#### TASK LIST:
(1) Using the ccRCC survival text, answer each question briefly:
(a) What value was used to split patients into risk groups by nomogram total points?
(b) Which algorithm was used to study infiltrating immune cells?
(c) Which risk group had the higher TIDE score?
(2) Carry on the ccRCC survival text with the sentences that would follow its last one.

Top of SELECTED TEXT

Construction and evaluation of the nomogram incorporating the anoikis-related gene signature
All variables which were significant in the multivariate Cox regression analysis were enrolled in the predictive model to predict 1-year, 3-year and 5-year OS for ccRCC patients(FIGURE 8A). The calibration curve showed that the 1-, 3-, and 5-year overall survival rates predicted by the nomogram were basically consistent with the actual overall survival rates(FIGURE 8B). According to the total points generated from the nomogram, ccRCC patients in the entire datasets were grouped into different risk groups by the median value of the total points. Figure 8C demonstrated that patients in the high-points group possessed higher cumulative hazard compared to those in the low-points group. The DCA analysis illustrated that a higher net benefit could be obtained through using the nomogram to reach a decision than using other factors(FIGURE 8D-F).
Differential analysis of immune cells and tumor microenvironment
In order to explore the differences of immune cells, we performed the CIBERSORT algorithm to explore the correlation between infiltrating immune cells and risk group. The results showed that the infiltration of immune cells was different between the two risk groups, and the infiltration of immune cells such as memory B cells and activated memory T cells CD4 were higher in the high-risk group while resting dendritic cells and resting mast cells were higher in the low-risk group, the difference was statistically significant (P < 0.05)(FIGURE 9A, B). The correlation between the risk score and tumor infiltrating immune cells is shown in Figure 4C. The risk score is significantly positively correlated with the infiltration degree of T cells follicular helper, activated memory T cells CD4 and macrophages M0 but significantly negatively correlated with resting mast cells and resting Dendritic cells (P < 0.001)(FIGURE 10A-L). In addition, TIDE analysis showed that the high-risk group had a higher TIDE score than the low-risk group(FIGURE 9D).

Bottom of SELECTED TEXT
Top of EXTRACTED RECORDS

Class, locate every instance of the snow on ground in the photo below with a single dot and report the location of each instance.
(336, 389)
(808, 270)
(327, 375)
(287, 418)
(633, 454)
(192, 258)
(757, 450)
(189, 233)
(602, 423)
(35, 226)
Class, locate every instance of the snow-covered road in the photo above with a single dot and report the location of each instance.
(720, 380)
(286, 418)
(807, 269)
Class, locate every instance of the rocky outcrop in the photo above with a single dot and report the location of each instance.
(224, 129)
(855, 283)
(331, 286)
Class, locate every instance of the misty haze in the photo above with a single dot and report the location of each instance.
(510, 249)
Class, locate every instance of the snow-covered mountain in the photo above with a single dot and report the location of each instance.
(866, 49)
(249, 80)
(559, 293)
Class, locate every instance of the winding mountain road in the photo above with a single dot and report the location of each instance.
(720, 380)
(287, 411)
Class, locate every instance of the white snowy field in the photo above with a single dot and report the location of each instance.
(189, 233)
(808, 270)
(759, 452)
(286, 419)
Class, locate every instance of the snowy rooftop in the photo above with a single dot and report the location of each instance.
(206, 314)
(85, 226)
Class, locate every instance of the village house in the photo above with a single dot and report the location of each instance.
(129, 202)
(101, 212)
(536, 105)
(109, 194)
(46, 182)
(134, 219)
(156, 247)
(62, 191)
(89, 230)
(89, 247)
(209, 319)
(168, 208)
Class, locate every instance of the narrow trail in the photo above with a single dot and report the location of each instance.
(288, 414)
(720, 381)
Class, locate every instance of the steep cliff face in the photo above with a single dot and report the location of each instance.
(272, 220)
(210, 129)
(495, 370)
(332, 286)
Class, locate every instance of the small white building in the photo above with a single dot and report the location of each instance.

Bottom of EXTRACTED RECORDS

#### SET OF ANSWERS:
(1)
(a) The median value of the total points.
(b) The CIBERSORT algorithm.
(c) The high-risk group.

(2)
Meanwhile, we plotted the violin plot of the tumor stromal score, immune score and ESTIMATE score of the high and low risk groups, and found that the high-risk group had higher tumor stroma score, immune score and ESTIMATE score(FIGURE 9E).
Differential analysis of drug sensitivity
According to drug sensitivity analysis, nine cancer drugs were screened from the GDSC database, and their drug sensitivity was significantly different between the high and low risk groups(P < 0.001). The results in Figure 11A-I show that the high-risk group showed high sensitivity to the drugs 5−Fluorouracil, Bortezomib, Dactolisib, Paclitaxel, Vinorelbine and Vinblastine.